(Text section)
Science of Autism Gets To The Basics

By Kathleen Fackelmann, USA TODAY

When Ethan Meeder doesn’t follow directions at school, it’s not because he’s stubborn.

The 13-year-old seventh-grader from the Pittsburgh area has a brain that shuts down when he has to process too much at one time. For example, last spring Meeder’s teacher gave him four commands, one right after the other. “He just melted down,” says his mother, Cindy Meeder.

Ethan has an average I.Q., yet he has trouble with things that most people take for granted, such as following directions. “He tests like he should be able to do these things, but he can’t,” Cindy Meeder says.

Ethan has autism, an incurable brain disorder that afflicts about 300,000 school-age children in the USA, according to Los Angeles-based Cure Autism Now.

Studies released in July and August have helped increase scientists’
understanding of how autism affects the brain. The studies fit with other research that suggests that autism is not limited to a few brain regions as once thought, but instead is a global disorder that affects reasoning, memory, balance, multitasking and other skills.

Simple instructions
In the past, scientists believed autism was confined to the brain areas that controlled social interaction, language and behavior. But the new findings indicate that autism affects many parts of the brain and possibly the wiring that connects one brain region to another.
(End Text section)
(Exercise data)
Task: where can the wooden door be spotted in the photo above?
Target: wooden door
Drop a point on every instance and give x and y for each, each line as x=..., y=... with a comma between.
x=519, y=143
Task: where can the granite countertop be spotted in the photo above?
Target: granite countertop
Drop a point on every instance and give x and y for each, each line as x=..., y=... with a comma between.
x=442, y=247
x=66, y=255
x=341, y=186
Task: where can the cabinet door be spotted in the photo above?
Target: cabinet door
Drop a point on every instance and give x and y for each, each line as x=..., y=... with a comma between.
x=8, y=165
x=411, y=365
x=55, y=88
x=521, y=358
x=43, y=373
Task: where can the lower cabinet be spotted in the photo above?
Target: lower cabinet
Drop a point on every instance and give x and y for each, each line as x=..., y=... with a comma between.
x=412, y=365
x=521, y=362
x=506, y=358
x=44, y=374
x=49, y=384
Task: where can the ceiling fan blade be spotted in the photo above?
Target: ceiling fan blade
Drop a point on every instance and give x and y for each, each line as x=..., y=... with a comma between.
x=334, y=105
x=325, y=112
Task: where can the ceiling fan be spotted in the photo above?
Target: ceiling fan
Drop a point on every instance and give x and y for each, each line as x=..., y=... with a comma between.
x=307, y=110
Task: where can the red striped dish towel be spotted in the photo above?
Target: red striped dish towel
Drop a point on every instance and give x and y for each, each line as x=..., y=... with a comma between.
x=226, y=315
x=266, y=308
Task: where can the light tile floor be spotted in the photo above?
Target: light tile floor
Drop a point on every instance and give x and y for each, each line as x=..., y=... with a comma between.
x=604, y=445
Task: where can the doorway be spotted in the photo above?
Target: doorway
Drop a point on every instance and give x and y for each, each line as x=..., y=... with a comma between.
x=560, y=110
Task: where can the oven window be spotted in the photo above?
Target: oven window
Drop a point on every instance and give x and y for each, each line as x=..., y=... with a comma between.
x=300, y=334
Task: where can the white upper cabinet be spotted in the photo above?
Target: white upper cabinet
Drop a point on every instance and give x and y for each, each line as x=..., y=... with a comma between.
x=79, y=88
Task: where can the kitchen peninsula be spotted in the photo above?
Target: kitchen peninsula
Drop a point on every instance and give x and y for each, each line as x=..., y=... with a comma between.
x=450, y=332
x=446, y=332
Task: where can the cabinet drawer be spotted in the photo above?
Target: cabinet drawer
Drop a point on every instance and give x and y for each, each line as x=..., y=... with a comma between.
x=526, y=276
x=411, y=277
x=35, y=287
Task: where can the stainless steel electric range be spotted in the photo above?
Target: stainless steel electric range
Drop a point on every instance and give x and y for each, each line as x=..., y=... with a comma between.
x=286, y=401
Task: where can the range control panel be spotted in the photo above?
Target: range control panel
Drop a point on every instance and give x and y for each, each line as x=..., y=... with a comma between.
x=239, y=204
(End Exercise data)
(Exercise data)
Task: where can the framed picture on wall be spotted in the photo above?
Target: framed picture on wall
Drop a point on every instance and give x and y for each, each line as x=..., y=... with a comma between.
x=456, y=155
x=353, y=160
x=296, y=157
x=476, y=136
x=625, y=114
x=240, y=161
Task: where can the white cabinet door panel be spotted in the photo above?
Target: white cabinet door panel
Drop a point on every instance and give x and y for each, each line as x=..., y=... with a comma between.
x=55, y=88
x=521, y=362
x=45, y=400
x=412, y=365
(End Exercise data)
Exercise set:
1/ Output the stretch of the autism article from "By Kathleen Fackelmann, USA" through "mother, Cindy Meeder.", word for word.
2/ Answer these questions using the autism article:
(a) How old is Ethan Meeder?
(b) According to Cure Autism Now, about how many school-age children in the USA have autism?
(c) In the past, scientists believed autism was confined to brain areas that controlled which three things?

Exercise results:
1/
By Kathleen Fackelmann, USA TODAY

When Ethan Meeder doesn’t follow directions at school, it’s not because he’s stubborn.

The 13-year-old seventh-grader from the Pittsburgh area has a brain that shuts down when he has to process too much at one time. For example, last spring Meeder’s teacher gave him four commands, one right after the other. “He just melted down,” says his mother, Cindy Meeder.

2/
(a) 13 years old
(b) About 300,000
(c) Social interaction, language and behavior